Excerpts of bounding box data
** START **
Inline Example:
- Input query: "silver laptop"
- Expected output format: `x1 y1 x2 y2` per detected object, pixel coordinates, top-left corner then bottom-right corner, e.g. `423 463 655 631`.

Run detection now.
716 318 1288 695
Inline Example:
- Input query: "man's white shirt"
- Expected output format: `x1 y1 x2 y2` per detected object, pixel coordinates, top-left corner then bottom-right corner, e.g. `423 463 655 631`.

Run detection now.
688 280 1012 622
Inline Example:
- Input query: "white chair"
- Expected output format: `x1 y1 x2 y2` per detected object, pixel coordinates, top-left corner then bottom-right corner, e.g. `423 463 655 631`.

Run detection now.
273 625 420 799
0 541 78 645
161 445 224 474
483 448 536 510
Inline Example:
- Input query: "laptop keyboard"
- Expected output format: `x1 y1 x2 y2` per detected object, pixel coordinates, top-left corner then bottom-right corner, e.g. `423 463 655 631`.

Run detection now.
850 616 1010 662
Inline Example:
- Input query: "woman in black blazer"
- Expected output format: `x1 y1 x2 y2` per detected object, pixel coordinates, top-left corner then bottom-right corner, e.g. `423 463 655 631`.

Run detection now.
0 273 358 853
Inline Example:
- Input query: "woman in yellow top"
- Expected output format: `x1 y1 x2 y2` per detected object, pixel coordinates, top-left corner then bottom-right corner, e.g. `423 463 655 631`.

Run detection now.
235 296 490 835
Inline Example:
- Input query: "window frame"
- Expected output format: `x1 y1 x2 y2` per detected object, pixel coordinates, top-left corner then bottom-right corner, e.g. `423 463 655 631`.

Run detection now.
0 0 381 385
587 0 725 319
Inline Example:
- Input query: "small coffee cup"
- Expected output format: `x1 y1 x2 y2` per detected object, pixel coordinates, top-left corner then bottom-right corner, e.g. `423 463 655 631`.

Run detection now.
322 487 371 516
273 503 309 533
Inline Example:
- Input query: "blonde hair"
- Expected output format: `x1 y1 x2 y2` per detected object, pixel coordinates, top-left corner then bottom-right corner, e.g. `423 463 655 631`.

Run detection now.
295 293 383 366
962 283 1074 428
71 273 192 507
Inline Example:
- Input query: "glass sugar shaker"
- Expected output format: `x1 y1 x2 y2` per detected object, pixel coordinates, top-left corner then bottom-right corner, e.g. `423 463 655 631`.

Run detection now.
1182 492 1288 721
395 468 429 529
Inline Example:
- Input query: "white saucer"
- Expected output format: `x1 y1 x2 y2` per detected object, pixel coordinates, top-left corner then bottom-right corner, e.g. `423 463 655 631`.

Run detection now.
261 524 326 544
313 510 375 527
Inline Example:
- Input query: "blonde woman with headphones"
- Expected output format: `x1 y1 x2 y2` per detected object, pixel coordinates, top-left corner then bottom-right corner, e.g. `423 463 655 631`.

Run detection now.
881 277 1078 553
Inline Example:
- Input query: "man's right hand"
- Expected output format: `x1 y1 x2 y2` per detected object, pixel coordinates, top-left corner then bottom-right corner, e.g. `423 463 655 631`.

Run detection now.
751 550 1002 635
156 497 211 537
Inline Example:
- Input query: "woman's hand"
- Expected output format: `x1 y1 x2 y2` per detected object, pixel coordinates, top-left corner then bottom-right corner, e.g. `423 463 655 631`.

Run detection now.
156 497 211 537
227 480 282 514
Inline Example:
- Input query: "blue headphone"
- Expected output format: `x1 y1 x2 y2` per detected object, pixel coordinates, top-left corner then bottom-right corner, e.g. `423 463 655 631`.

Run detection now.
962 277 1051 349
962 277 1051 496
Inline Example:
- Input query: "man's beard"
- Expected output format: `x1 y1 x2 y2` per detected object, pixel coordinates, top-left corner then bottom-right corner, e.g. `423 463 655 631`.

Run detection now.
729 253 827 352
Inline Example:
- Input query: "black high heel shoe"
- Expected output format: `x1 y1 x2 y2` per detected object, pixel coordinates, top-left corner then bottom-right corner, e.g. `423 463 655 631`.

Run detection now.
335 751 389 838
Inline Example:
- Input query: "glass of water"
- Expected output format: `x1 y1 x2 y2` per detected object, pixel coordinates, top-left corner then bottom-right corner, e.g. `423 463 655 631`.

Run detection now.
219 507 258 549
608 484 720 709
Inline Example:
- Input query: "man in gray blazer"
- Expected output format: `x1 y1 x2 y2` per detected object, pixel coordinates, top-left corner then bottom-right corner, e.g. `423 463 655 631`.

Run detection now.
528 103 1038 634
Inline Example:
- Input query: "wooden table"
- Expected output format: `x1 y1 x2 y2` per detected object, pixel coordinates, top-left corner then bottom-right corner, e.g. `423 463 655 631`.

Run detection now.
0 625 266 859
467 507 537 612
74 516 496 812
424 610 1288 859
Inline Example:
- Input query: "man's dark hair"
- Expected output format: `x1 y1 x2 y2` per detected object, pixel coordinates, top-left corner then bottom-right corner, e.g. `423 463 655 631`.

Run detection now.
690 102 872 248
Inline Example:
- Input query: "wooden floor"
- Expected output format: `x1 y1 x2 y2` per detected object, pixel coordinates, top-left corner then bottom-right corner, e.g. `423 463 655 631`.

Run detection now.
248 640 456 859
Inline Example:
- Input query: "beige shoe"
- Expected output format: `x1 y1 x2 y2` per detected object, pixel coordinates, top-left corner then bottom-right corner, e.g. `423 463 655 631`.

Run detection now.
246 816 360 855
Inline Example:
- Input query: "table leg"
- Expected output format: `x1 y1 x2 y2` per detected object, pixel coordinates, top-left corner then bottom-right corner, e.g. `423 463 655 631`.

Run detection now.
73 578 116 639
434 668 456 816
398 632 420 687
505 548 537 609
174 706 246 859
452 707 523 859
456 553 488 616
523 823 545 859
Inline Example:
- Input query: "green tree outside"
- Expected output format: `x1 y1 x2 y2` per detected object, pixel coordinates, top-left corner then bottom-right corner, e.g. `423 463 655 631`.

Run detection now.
** END **
§ Set task
Convert all of the data above into a JSON list of strings, with each line as its own string and blank lines left out.

§ Finished exercise
[
  "Inline Example:",
  "- Input query: \"silver laptop\"",
  "- Expected output format: `x1 y1 x2 y2` per detected object, pixel coordinates, top-left corner then bottom-right corner, e.g. `423 463 655 631`.",
  "Run detection now.",
  "716 318 1288 695",
  "Inline Example:",
  "- Input query: \"man's white shirt\"",
  "- Expected output format: `x1 y1 x2 y2` per detected object, pixel coordinates, top-left corner then bottom-right corner, e.g. `423 463 655 631`.",
  "Run detection now.",
  "688 280 1012 622",
  "Inline Example:",
  "- Input query: \"white chair\"",
  "- Expected output format: `x1 y1 x2 y2` per detected object, pixel coordinates, top-left corner then bottom-right corner, e.g. `423 463 655 631`.",
  "Run detection now.",
  "273 625 420 799",
  "0 541 78 645",
  "161 445 224 474",
  "483 448 536 510",
  "Inline Example:",
  "- Input query: \"laptop keyboard\"",
  "- Expected output format: `x1 y1 x2 y2` per detected object, pixel coordinates, top-left corner then bottom-right corner, e.g. `423 463 655 631`.",
  "Run detection now.",
  "850 616 1010 662",
  "Inline Example:",
  "- Input query: \"woman in black blazer\"",
  "- Expected output format: `x1 y1 x2 y2` per detected object, pixel coordinates, top-left corner then bottom-right corner, e.g. `423 463 655 631`.",
  "Run detection now.",
  "0 273 358 853",
  "Inline Example:",
  "- Input query: \"woman in yellow top\"",
  "- Expected output format: `x1 y1 x2 y2` per detected object, pixel coordinates, top-left corner then bottom-right corner, e.g. `423 463 655 631`.",
  "Run detection now.",
  "235 296 490 835",
  "Inline Example:",
  "- Input query: \"window frame\"",
  "- Expected output format: `x1 y1 x2 y2` per detected object, pixel coordinates, top-left corner then bottom-right corner, e.g. `423 463 655 631`.",
  "Run detection now.",
  "0 0 381 385",
  "587 0 725 319",
  "Inline Example:",
  "- Input query: \"small coffee cup\"",
  "- Expected output format: `x1 y1 x2 y2` per detected object, pixel coordinates, top-left corner then bottom-right corner, e.g. `423 463 655 631`.",
  "Run detection now.",
  "322 487 371 516",
  "273 503 309 533",
  "Inline Example:",
  "- Input query: \"blonde hair\"",
  "- Expected output format: `x1 y1 x2 y2` per detected object, pixel coordinates, top-left corner then bottom-right corner, e.g. `423 463 655 631`.",
  "Run detection now.",
  "295 293 383 366",
  "962 283 1074 428",
  "71 273 192 507",
  "Inline Example:",
  "- Input query: \"glass sugar shaker\"",
  "- Expected output format: `x1 y1 x2 y2` per detected object, pixel coordinates, top-left corner then bottom-right corner, e.g. `423 463 655 631`.",
  "Run detection now.",
  "1182 492 1288 721",
  "395 468 429 529",
  "Inline Example:",
  "- Input query: \"white saucer\"",
  "- Expected output format: `x1 y1 x2 y2` per detected object, pixel coordinates, top-left corner then bottom-right corner, e.g. `423 463 655 631`.",
  "Run detection now.",
  "261 524 326 544",
  "313 510 375 527",
  "Inline Example:",
  "- Input query: \"blonde woman with headphones\"",
  "- Expected output format: `x1 y1 x2 y2` per detected object, pixel coordinates, top-left corner then bottom-right corner, e.g. `423 463 655 631`.",
  "Run detection now.",
  "881 277 1078 553",
  "Inline Example:",
  "- Input query: \"man's right hand\"",
  "- Expected output format: `x1 y1 x2 y2` per detected object, pixel coordinates, top-left corner then bottom-right corner, e.g. `423 463 655 631`.",
  "Run detection now.",
  "751 550 1002 635",
  "156 497 211 537",
  "Inline Example:",
  "- Input query: \"woman's hand\"",
  "- Expected output format: `x1 y1 x2 y2` per detected object, pixel coordinates, top-left corner then bottom-right corner, e.g. `423 463 655 631`.",
  "Run detection now.",
  "156 497 211 537",
  "227 480 282 514",
  "Inline Example:",
  "- Input query: \"blue headphone\"",
  "- Expected output format: `x1 y1 x2 y2` per detected object, pixel coordinates, top-left corner then bottom-right corner, e.g. `423 463 655 631`.",
  "Run detection now.",
  "962 277 1051 349",
  "962 277 1051 496",
  "Inline Example:",
  "- Input query: \"man's beard\"",
  "- Expected output format: `x1 y1 x2 y2` per detected object, pixel coordinates, top-left corner then bottom-right corner, e.g. `423 463 655 631`.",
  "Run detection now.",
  "729 253 827 352",
  "Inline Example:",
  "- Input query: \"black high heel shoe\"",
  "- Expected output format: `x1 y1 x2 y2` per detected object, pixel coordinates, top-left corner then bottom-right corner, e.g. `423 463 655 631`.",
  "Run detection now.",
  "335 751 389 838",
  "Inline Example:",
  "- Input query: \"glass of water\"",
  "- Expected output format: `x1 y1 x2 y2` per detected object, pixel coordinates, top-left corner then bottom-right corner, e.g. `423 463 655 631`.",
  "Run detection now.",
  "219 507 258 549",
  "608 484 720 709",
  "Inline Example:",
  "- Input query: \"man in gray blazer\"",
  "- Expected output format: `x1 y1 x2 y2` per detected object, pixel coordinates, top-left corner then bottom-right corner, e.g. `423 463 655 631`.",
  "Run detection now.",
  "528 103 1038 634",
  "Inline Example:",
  "- Input query: \"wooden table\"",
  "- Expected output format: `x1 y1 x2 y2` per detected object, pixel coordinates, top-left corner then bottom-right corner, e.g. `423 463 655 631`.",
  "Run detection now.",
  "0 625 266 859",
  "467 507 537 612",
  "74 516 496 812",
  "424 610 1288 859",
  "Inline Example:",
  "- Input query: \"man's dark hair\"",
  "- Expected output format: `x1 y1 x2 y2` per detected object, pixel coordinates, top-left corner then bottom-right corner, e.g. `423 463 655 631`.",
  "Run detection now.",
  "690 102 872 248",
  "Inline Example:",
  "- Input query: \"wooden floor\"",
  "- Expected output format: `x1 y1 x2 y2` per detected object, pixel coordinates, top-left corner then bottom-right corner, e.g. `423 463 655 631`.",
  "Run detection now.",
  "248 640 456 859",
  "Inline Example:",
  "- Input query: \"beige shoe\"",
  "- Expected output format: `x1 y1 x2 y2` per detected object, pixel coordinates, top-left corner then bottom-right corner, e.g. `423 463 655 631`.",
  "Run detection now.",
  "246 816 360 855",
  "Inline Example:",
  "- Input query: \"table leg\"",
  "- Expected output format: `x1 y1 x2 y2` per detected object, pixel coordinates, top-left corner then bottom-right corner, e.g. `423 463 655 631`.",
  "Run detection now.",
  "73 578 116 639",
  "434 668 456 816",
  "398 632 420 687",
  "505 548 537 609",
  "174 706 246 859",
  "452 707 523 859",
  "456 553 488 616",
  "523 823 545 859",
  "Inline Example:",
  "- Input query: \"green tree outside\"",
  "- Expected output format: `x1 y1 x2 y2` per detected object, pixel coordinates, top-left corner then bottom-right corner, e.g. `423 463 655 631`.",
  "Run detection now."
]